Goal of the exercise -
Each entry is to be printed again word for word.

Task data -
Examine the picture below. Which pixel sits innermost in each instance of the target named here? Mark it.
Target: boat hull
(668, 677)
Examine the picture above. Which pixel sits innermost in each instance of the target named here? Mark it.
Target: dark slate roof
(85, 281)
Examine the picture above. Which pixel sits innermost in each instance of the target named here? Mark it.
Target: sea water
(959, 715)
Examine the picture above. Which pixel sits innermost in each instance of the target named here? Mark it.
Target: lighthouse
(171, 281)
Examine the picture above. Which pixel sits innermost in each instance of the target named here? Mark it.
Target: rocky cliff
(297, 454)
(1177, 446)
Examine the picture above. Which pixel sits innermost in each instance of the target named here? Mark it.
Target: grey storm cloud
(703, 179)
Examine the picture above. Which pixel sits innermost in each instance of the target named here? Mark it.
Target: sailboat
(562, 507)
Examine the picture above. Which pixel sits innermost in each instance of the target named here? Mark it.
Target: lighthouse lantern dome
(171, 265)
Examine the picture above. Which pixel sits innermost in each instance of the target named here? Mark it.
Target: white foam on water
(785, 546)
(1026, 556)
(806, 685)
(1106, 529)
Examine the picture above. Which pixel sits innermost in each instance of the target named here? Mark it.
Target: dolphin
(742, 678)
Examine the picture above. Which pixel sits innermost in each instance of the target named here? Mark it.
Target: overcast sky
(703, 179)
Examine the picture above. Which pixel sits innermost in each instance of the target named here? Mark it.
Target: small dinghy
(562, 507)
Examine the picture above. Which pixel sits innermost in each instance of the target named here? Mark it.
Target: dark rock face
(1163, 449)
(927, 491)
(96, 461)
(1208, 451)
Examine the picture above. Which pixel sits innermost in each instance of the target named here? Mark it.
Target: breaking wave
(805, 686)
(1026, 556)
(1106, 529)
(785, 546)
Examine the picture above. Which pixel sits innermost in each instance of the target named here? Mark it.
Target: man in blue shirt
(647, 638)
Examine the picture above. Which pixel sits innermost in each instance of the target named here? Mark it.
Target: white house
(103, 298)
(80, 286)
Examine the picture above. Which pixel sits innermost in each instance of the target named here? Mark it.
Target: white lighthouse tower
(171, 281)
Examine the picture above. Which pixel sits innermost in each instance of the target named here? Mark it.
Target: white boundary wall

Task response -
Examine the picture below. Which pixel sits innermost in each instance of the target named here? Mark it.
Target: boat hull
(668, 677)
Examine the picture above. Which pixel sits innermost in each instance of the target named here? Mark it.
Target: dark slate roof
(85, 281)
Examine the picture above. Which pixel sits innermost in each instance of the target named here? Mark it.
Target: sea water
(959, 715)
Examine the picture above. Which pixel sits innermost in each instance of the target named here? Mark it.
Target: lighthouse
(171, 281)
Examine the picture above. Which pixel sits innermost in each instance of the target named here? Mark it.
Target: rocky cliff
(297, 454)
(1177, 446)
Examine the picture above. Which pixel sits innermost in each instance of the target named here? Mark it.
Target: grey storm cloud
(703, 179)
Examine the picture above. Which pixel sits innermost in each instance of the target named here? Mark it.
Target: sailboat
(562, 507)
Examine the picture above. Which pixel sits innermost in each instance of the target named here? Mark it.
Target: lighthouse lantern dome
(171, 265)
Examine the picture above. Which pixel sits innermost in each instance of the target named here? Mark it.
Target: white foam on water
(785, 546)
(1026, 556)
(806, 685)
(1106, 529)
Examine the picture above. Which pixel sits innermost in each instance of the target named here? Mark it.
Target: dolphin
(742, 678)
Examine the picture above. Which pixel sits innermost in each instance of the target named here? Mark it.
Target: overcast sky
(703, 179)
Examine the picture above. Which pixel sits innermost in each instance of the target named here? Mark it.
Target: small dinghy
(562, 507)
Examine the picture above. Which pixel sits innermost in each instance of the target named here? Mark it.
Target: dark rock face
(1163, 449)
(927, 491)
(96, 461)
(1208, 451)
Examine the picture above. Which pixel sits innermost in each instance of the target named here? Mark it.
Target: breaking wave
(805, 686)
(1026, 556)
(1106, 529)
(785, 546)
Examine the picture above. Which pixel sits innermost in each instance of the target named here? Mark it.
Target: man in blue shirt
(647, 638)
Examine the picture above. Which pixel sits innermost in each instance of the target named here? Mark it.
Target: white house
(103, 298)
(80, 286)
Examine the picture above. Which pixel sits innermost in each instance of the target named here? Mark it.
Target: white lighthouse tower
(171, 281)
Examine the picture above. Which pixel sits innermost in each instance of the target named here? Mark it.
Target: white boundary wall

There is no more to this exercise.